Items from a dataset
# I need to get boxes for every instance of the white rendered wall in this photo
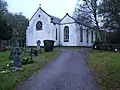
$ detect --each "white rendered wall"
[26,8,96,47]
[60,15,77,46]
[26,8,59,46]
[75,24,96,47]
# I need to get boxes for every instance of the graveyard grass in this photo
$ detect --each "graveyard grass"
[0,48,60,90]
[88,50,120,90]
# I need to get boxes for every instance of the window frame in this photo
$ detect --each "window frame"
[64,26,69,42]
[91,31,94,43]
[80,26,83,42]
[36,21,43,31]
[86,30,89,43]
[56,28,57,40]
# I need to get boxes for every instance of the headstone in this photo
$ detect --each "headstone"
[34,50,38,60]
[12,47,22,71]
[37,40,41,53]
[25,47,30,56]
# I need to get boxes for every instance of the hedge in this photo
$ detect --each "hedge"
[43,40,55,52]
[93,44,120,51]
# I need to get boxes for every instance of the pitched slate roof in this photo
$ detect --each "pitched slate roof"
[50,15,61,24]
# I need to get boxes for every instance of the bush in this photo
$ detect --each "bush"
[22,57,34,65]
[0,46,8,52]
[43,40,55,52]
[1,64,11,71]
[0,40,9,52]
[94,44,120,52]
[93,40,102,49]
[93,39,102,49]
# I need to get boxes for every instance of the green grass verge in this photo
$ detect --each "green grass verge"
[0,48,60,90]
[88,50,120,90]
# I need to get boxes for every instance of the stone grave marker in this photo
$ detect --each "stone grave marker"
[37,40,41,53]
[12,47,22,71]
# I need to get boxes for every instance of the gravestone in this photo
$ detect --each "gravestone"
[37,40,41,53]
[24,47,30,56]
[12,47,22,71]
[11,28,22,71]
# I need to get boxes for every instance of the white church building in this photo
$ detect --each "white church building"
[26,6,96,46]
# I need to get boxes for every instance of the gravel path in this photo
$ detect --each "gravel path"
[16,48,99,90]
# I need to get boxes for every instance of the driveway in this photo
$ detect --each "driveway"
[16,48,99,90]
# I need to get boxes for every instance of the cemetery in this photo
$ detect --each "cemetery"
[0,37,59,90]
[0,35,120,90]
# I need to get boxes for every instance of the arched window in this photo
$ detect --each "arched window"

**What this task involves**
Could you transcribe every entry exactly, leaving out the pictures?

**Exercise output**
# I need to get boxes for every instance of the white rendered wall in this photo
$ detect --each "white rendered wall"
[26,8,96,47]
[60,15,77,46]
[26,8,59,46]
[75,24,96,47]
# I need to get boxes for every instance of the graveyard grass in this photo
$ detect --each "graveyard grass"
[0,48,60,90]
[88,50,120,90]
# I need to get boxes for every instance of the window frame in this photo
$ detect --each "window frame"
[64,26,69,42]
[91,31,94,43]
[80,26,83,42]
[36,21,43,31]
[86,30,89,43]
[56,28,57,40]
# I need to get boxes for every instance of the headstone in this photo
$ detect --each "headstone"
[34,50,38,60]
[12,47,22,71]
[37,40,41,53]
[25,47,30,56]
# I need to get boxes for every instance of the hedge in this photo
$ detect --each "hedge"
[43,40,55,52]
[93,44,120,51]
# I need to get boxes for every instance of the pitched slate roof in this photo
$ detect --each "pitched slate roof"
[50,15,61,24]
# I need to get boxes for every instance of the bush in this photo
$ detect --each "bush"
[22,57,34,65]
[0,46,8,52]
[43,40,55,52]
[1,64,11,71]
[0,40,9,52]
[94,44,120,52]
[93,40,102,49]
[93,39,102,49]
# I need to get boxes for every instance of the green grass verge in this photo
$ detect --each "green grass verge"
[0,48,60,90]
[88,50,120,90]
# I need to get boxes for every instance of the stone grave marker in this photo
$ detect --each "stone grave marker"
[37,40,41,53]
[12,47,22,71]
# I need to get boxes for every instance of the gravestone in this photo
$ detect --each "gravestone"
[37,40,41,53]
[24,47,30,56]
[12,47,22,71]
[11,28,22,71]
# I need to get boxes for every instance of the white church building in this photo
$ detect --each "white church building"
[26,6,96,46]
# I need to get boxes for every instance of the gravel path in this photo
$ detect --each "gravel path"
[16,48,99,90]
# I need to get boxes for every instance of the driveway in this photo
$ detect --each "driveway"
[16,48,99,90]
# I need to get boxes for every instance of the cemetery in this photo
$ detect --each "cemetery"
[0,37,59,90]
[0,35,120,90]
# I need to get boxes for every instance of the arched window in this photo
$ detect --each "arched window"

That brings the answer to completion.